§ Source extract
Dumb Witness by Agatha Christie – Book Review

I’m always delighted to come across a Christie mystery I’ve never read before. This Poirot and Hastings adventure, dedicated to Dame Agatha’s beloved dog Peter, is held back from the true vintage status by some glaring plot weaknesses, but still had enough ingenuity and light humour to keep me happy from page to page.

Apparently the alternative title for this novel is Poirot Loses a Client, appropriate for a story in which Poirot’s client expires before he even knows she exists. Miss Emily Arundell is a wealthy lady in her seventies, with no children of her own but a couple of nieces and a nephew hovering around, all set to inherit but hoping to see some of Auntie’s cash sooner. Unfortunately for them, Miss Arundell is thoroughly dissatisfied with the younger generation. Nephew Charles is a charming amoral scoundrel living beyond his means; his sister Theresa is a London party girl who shockingly got engaged to a young doctor Miss Arundell considers a boring dead fish. Another niece Bella married a Greek, an unforgivable sin in the eyes of a prejudiced old-school Victorian.

§ The data
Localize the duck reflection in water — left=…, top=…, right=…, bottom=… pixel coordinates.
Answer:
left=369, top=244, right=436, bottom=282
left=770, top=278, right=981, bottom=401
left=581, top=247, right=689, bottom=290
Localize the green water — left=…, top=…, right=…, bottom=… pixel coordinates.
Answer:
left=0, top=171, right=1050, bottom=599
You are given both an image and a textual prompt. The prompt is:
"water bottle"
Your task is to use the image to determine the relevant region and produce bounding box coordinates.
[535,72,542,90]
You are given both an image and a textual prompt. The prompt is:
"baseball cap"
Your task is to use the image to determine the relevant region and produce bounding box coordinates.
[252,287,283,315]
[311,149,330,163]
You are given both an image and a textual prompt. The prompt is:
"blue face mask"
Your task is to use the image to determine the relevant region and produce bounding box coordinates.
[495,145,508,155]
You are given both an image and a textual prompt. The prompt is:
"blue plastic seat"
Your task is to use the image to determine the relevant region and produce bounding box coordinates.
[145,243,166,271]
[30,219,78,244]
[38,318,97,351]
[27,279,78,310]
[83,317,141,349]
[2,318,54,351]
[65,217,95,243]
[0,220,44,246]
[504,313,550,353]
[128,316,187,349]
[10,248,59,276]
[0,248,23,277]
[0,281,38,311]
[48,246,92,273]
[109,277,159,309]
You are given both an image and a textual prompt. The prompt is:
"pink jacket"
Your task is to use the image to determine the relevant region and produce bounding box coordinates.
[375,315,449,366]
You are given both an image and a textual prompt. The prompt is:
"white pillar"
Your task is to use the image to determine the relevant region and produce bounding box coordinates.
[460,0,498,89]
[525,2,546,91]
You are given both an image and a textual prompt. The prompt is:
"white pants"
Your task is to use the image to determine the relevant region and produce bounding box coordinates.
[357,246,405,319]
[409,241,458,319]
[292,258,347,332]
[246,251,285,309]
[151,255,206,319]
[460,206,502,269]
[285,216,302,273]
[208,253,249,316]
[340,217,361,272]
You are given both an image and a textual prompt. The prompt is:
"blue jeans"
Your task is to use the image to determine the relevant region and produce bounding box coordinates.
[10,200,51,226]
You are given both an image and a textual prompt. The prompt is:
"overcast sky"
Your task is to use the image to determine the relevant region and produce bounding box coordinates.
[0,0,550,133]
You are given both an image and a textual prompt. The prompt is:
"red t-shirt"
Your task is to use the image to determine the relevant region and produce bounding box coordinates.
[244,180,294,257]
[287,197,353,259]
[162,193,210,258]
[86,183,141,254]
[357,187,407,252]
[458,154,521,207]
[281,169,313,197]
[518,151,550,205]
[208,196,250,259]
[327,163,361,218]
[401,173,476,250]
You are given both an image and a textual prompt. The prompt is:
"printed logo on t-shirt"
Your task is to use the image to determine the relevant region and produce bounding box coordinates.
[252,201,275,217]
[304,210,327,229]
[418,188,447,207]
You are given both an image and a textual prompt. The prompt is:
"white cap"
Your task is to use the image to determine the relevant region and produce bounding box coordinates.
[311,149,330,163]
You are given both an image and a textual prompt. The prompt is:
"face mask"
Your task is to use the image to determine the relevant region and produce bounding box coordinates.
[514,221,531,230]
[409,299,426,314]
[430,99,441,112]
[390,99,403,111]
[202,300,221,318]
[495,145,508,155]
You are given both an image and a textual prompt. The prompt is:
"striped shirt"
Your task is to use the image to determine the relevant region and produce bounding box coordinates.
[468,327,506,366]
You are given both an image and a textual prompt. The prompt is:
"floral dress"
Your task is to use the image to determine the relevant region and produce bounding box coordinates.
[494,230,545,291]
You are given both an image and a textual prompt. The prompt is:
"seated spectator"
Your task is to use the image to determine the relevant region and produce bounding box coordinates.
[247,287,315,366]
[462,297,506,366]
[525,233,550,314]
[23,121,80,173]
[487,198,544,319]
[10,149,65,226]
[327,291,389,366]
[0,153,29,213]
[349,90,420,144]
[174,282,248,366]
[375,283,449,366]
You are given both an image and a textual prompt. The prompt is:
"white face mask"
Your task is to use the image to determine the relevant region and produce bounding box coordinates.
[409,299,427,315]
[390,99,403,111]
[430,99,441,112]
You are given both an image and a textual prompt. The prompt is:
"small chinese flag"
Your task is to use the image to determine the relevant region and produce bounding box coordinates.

...

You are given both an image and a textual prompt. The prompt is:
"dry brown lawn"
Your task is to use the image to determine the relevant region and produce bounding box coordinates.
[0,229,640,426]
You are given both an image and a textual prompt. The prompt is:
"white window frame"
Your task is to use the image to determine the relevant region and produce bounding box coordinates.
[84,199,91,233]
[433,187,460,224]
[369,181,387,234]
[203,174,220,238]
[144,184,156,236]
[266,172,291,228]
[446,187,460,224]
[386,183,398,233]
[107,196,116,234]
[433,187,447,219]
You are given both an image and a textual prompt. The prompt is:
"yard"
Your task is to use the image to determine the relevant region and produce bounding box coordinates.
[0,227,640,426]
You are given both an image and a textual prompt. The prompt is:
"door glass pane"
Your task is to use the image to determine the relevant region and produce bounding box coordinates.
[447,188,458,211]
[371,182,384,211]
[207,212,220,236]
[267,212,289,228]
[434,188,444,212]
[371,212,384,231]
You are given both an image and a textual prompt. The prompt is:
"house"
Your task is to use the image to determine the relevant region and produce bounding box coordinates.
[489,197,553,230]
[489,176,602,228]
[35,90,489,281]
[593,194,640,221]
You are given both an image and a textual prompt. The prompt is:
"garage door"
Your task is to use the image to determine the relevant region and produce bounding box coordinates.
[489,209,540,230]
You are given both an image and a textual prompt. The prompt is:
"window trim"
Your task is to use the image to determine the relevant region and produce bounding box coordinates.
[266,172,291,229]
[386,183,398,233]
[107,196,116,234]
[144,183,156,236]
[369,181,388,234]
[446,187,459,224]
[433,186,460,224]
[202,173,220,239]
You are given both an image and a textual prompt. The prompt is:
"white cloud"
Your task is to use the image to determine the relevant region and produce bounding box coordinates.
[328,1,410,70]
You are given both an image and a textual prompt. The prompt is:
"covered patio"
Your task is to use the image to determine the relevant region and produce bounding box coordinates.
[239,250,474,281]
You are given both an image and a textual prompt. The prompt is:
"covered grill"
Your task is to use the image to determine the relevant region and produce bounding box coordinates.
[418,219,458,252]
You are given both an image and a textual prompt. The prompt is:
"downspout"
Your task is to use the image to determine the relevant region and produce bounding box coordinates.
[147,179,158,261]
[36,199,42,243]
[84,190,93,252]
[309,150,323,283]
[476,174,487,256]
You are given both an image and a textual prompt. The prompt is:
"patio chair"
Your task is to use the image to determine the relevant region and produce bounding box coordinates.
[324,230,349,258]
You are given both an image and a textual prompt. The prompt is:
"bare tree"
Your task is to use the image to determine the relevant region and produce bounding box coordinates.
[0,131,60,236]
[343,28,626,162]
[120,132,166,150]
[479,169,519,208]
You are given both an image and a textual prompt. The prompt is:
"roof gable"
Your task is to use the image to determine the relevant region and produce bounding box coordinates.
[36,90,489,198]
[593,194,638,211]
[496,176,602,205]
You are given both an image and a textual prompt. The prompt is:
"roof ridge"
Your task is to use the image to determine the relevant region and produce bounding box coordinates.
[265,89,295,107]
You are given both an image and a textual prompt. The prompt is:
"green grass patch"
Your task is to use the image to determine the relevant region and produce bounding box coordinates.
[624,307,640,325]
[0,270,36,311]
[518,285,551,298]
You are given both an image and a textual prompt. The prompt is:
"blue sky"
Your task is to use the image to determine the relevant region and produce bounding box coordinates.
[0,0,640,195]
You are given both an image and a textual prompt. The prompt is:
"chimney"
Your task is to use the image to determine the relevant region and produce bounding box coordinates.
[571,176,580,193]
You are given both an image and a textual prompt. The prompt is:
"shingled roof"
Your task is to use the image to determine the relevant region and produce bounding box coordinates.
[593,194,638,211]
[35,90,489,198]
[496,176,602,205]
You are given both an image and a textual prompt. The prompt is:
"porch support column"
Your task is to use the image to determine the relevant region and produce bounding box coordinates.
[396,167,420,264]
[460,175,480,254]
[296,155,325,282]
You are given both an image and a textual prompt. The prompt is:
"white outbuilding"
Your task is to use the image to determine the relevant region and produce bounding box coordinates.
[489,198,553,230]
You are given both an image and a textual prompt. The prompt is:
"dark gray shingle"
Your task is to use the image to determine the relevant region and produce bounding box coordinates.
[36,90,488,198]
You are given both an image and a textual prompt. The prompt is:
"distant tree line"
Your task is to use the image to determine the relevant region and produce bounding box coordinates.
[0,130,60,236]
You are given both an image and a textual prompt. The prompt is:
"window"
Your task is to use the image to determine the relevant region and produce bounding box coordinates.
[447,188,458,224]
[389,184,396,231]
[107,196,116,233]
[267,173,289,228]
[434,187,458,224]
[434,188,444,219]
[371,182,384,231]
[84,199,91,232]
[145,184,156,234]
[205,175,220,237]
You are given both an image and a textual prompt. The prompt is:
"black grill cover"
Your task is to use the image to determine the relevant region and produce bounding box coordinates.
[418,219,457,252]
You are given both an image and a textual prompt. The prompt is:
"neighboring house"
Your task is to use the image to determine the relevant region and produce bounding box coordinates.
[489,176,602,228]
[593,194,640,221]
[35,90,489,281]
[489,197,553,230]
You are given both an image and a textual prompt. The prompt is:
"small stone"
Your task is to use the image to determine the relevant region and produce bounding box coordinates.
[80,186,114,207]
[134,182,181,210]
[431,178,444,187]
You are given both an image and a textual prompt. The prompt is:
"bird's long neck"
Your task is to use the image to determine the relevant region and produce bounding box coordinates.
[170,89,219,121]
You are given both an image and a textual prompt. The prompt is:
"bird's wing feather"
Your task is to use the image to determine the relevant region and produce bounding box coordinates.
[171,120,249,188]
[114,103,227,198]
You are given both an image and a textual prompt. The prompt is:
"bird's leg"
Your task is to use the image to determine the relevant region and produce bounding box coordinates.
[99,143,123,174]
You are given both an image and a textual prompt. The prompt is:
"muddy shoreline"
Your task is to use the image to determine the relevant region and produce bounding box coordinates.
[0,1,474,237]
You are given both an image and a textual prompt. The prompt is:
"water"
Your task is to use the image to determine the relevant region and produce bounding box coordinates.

§ What needs to be done
Could you rewrite the book review, starting with "I’m always delighted" and going on through "page to page.", swapping "ingenuity" for "cleverness"?

§ Task result
I’m always delighted to come across a Christie mystery I’ve never read before. This Poirot and Hastings adventure, dedicated to Dame Agatha’s beloved dog Peter, is held back from the true vintage status by some glaring plot weaknesses, but still had enough cleverness and light humour to keep me happy from page to page.